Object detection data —
-------------------------

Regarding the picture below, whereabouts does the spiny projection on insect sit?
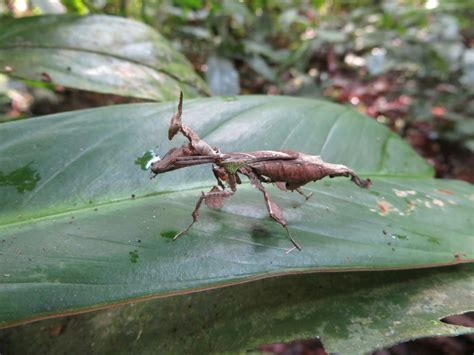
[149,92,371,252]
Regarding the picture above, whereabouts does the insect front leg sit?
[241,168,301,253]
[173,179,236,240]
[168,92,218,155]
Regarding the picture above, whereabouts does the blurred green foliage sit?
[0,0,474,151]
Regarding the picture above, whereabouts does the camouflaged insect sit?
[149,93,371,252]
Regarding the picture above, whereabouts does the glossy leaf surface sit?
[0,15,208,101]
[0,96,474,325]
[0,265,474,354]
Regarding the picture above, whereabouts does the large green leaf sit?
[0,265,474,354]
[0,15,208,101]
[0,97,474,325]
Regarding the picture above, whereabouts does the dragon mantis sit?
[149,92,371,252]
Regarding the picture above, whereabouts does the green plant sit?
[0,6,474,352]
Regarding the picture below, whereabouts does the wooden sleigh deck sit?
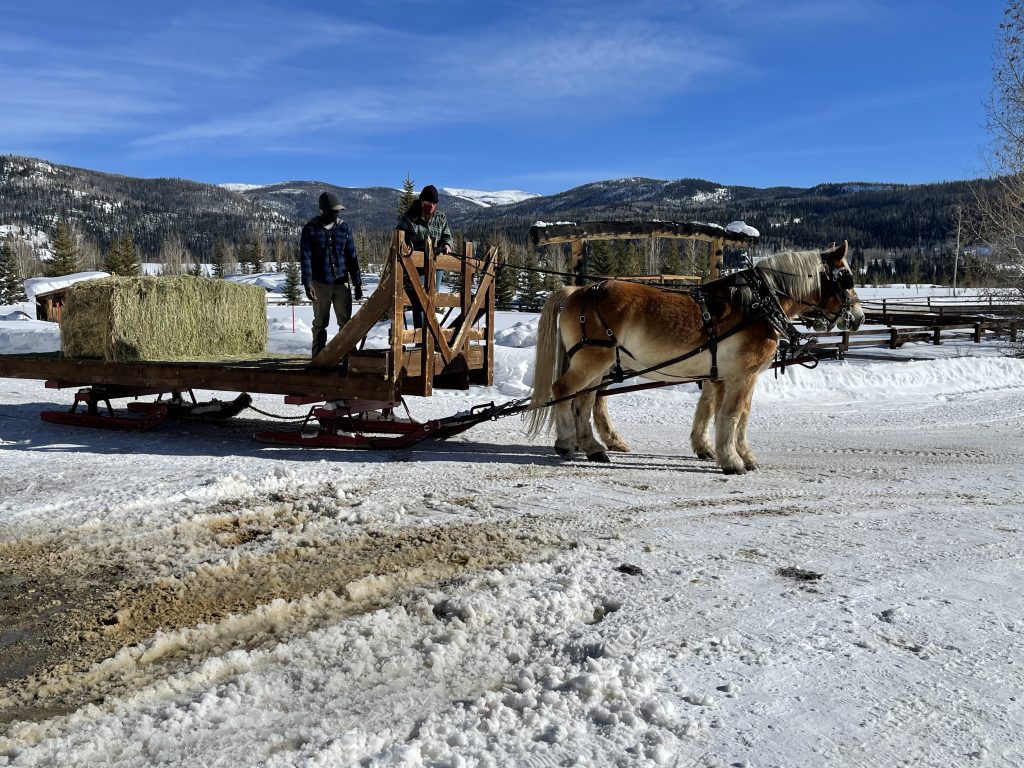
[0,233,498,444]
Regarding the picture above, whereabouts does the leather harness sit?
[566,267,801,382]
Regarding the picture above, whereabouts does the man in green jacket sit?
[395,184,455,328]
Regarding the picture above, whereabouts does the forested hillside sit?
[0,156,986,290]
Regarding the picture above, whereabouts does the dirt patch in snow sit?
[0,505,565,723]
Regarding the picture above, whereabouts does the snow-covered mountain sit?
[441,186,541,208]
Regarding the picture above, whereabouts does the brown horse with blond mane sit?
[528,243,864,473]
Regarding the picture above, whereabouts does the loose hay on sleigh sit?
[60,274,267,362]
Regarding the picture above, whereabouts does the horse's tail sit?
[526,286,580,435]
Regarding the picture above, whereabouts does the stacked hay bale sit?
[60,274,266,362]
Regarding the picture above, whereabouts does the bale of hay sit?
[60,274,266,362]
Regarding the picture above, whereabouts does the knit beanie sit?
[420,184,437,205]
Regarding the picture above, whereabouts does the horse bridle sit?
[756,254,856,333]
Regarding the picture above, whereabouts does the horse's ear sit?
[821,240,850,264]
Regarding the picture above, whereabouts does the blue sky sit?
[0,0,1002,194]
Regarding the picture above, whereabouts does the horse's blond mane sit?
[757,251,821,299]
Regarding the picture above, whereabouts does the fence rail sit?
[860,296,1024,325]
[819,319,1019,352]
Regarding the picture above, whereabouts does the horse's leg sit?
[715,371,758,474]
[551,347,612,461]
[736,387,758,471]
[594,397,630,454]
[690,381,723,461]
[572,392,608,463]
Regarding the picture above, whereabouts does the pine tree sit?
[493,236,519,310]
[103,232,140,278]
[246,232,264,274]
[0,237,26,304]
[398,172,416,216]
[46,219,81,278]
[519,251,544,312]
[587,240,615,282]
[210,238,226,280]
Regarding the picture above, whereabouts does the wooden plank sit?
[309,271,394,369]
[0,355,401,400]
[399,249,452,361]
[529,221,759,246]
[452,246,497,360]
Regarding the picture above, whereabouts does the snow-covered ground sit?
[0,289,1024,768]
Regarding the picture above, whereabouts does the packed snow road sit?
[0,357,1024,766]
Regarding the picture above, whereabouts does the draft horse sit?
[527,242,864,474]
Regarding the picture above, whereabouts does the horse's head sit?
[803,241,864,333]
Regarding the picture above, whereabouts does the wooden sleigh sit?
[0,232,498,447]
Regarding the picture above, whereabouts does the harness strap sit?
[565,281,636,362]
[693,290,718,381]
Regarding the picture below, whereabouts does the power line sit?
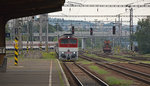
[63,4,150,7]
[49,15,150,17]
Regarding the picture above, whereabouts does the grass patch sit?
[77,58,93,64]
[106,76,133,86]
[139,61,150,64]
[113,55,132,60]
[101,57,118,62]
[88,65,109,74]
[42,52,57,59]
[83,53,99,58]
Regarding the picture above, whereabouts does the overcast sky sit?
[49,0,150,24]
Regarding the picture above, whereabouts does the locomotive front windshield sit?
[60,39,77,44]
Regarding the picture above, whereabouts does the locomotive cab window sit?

-------------------------

Task prompt — Convert every line of the entries above into a JSON list of strings, one string per line, skipping blank lines and leaving out the pictures.

Solution for this task —
[
  "Regarding the picture below, whereabouts does the spiny projection on insect sit?",
  "[149,92,371,252]",
  "Regarding the picture above, whereabouts does the insect front leg sit?",
  "[241,168,301,253]",
  "[173,179,236,240]",
  "[168,92,218,155]",
  "Regarding the picture above, whereabouts does the blurred green foliage sit?",
  "[0,0,474,151]",
  "Regarding the picture above, whereabouts does the camouflaged insect sit?",
  "[149,93,371,252]",
  "Regarding the picture above, whereabouts does the glossy leaf surface sit?",
  "[0,15,208,101]",
  "[0,96,474,325]",
  "[0,265,474,354]",
  "Regarding the picture above, whereabouts does the large green leaf sit?",
  "[0,265,474,354]",
  "[0,15,208,101]",
  "[0,97,474,325]",
  "Regarding the picture above, whereabouts does the dragon mantis sit?",
  "[149,92,371,252]",
  "Regarding the picture above, whereabouts does the green plant sit?",
  "[0,6,474,352]",
  "Regarding the picture below, whereabouts does the wooden sleigh deck sit?",
  "[0,233,498,444]",
  "Regarding the picture above, whereabouts does the leather harness sit?",
  "[566,267,801,382]",
  "Regarding the picture above, whereabouts does the man in green jacket sit?",
  "[395,184,455,328]",
  "Regarding the picture above, whereabouts does the forested hillside sit?",
  "[0,156,986,290]",
  "Regarding the picture above, whereabouts does the dirt patch in snow sit?",
  "[0,505,565,723]",
  "Regarding the picture above, whereabouts does the snow-covered mountain sit?",
  "[441,186,541,208]",
  "Regarding the picture above, whereabouts does the brown horse with blond mane sit?",
  "[528,243,864,473]",
  "Regarding the picture above, whereabouts does the loose hay on sleigh sit?",
  "[60,274,267,362]",
  "Regarding the picture above, whereabouts does the horse's tail sit?",
  "[526,286,580,435]",
  "Regarding the picture above, whereabouts does the stacked hay bale sit?",
  "[60,274,266,362]",
  "Regarding the picture above, whereabouts does the bale of hay sit?",
  "[60,274,266,362]",
  "Regarding the picture above, whereabouts does the knit beanie sit?",
  "[420,184,437,205]",
  "Regarding the picture above, whereabouts does the horse bridle sit?",
  "[756,254,856,333]",
  "Regarding the picture above, whereabouts does the horse's ear sit?",
  "[821,240,850,264]",
  "Regarding the picture above, whereabouts does the blue sky sit?",
  "[0,0,1002,194]",
  "Regarding the picture above, whereabouts does the horse's blond mane sit?",
  "[757,251,821,299]",
  "Regarding the picture above, whereabouts does the fence rail sit?",
  "[860,296,1024,325]",
  "[819,319,1019,352]",
  "Regarding the picture above, whereabouts does the horse's leg sit?",
  "[715,371,758,474]",
  "[551,347,612,461]",
  "[736,387,758,471]",
  "[594,397,630,454]",
  "[690,381,723,461]",
  "[572,392,608,463]",
  "Regarding the picture above, whereabouts does the pine tree sit?",
  "[493,236,519,310]",
  "[103,232,140,278]",
  "[246,232,264,274]",
  "[0,237,26,304]",
  "[398,172,416,216]",
  "[46,219,81,278]",
  "[519,251,544,312]",
  "[587,240,615,282]",
  "[210,238,226,280]",
  "Regarding the picture above, whereabouts does the wooden plank sit?",
  "[309,271,394,369]",
  "[0,355,401,400]",
  "[399,249,452,361]",
  "[529,221,759,246]",
  "[452,246,497,360]",
  "Regarding the picture above, whereabouts does the snow-covered ground sit?",
  "[0,289,1024,768]",
  "Regarding the picture above, whereabouts does the packed snow road sit?",
  "[0,357,1024,766]",
  "Regarding the picture above, whereabouts does the draft horse sit?",
  "[527,242,864,474]",
  "Regarding the picture above, whereabouts does the horse's head sit?",
  "[803,241,864,333]",
  "Regarding the picture above, whereabouts does the wooden sleigh sit?",
  "[0,232,498,447]",
  "Regarding the picture above, whereabouts does the harness strap sit?",
  "[565,281,636,362]",
  "[693,290,718,381]",
  "Regarding the picture below, whereabouts does the power line sit?",
  "[63,4,150,7]",
  "[49,15,150,17]",
  "Regarding the picture above, whereabouts does the grass patch sit?",
  "[77,58,93,64]",
  "[106,76,133,86]",
  "[139,61,150,64]",
  "[113,55,132,60]",
  "[101,57,118,62]",
  "[88,65,109,74]",
  "[42,52,57,59]",
  "[83,53,99,58]",
  "Regarding the picture above, whereabouts does the overcast sky sit?",
  "[49,0,150,24]",
  "Regarding the picture above, whereabouts does the locomotive front windshield sit?",
  "[60,39,77,44]",
  "Regarding the picture above, whereabouts does the locomotive cab window sit?"
]